_CHALLENGE_:
Count the lines in the entries below that contain the string "wing", and reply with that number alone.

_EXTRACTED DATA_:
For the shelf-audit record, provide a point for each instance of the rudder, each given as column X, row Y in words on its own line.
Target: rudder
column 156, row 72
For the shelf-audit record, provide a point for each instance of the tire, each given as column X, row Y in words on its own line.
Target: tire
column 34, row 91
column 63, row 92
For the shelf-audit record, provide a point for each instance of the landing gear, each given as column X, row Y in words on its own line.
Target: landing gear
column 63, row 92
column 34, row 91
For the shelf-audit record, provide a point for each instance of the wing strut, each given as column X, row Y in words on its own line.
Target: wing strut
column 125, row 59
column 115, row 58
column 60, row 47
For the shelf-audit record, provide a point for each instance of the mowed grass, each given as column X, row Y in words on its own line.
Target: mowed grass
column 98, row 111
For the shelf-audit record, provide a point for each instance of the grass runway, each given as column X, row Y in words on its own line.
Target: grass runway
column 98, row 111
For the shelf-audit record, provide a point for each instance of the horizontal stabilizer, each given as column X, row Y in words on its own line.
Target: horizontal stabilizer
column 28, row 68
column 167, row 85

--

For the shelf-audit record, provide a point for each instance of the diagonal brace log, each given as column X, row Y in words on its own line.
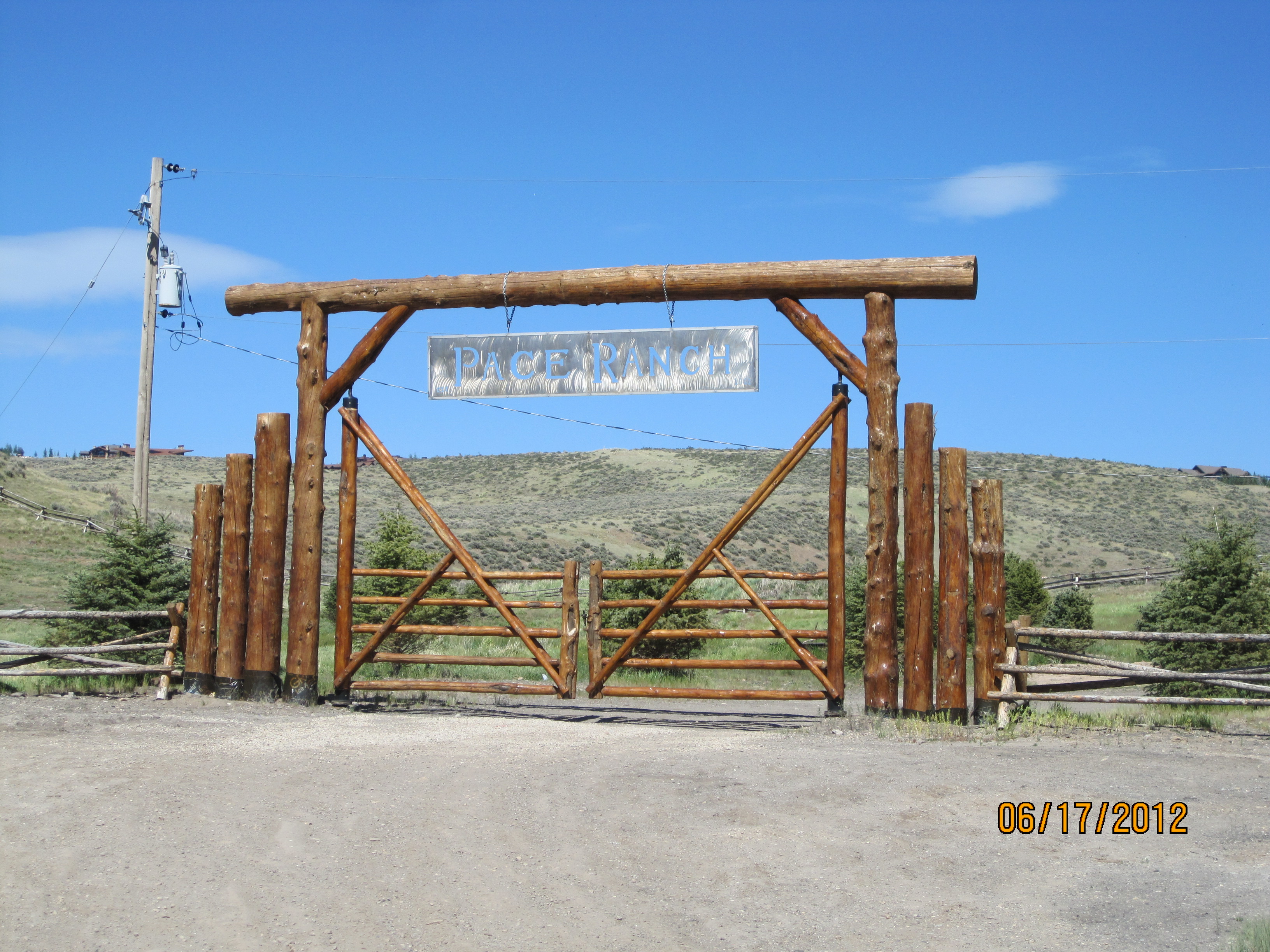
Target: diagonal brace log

_FINISHED TASK_:
2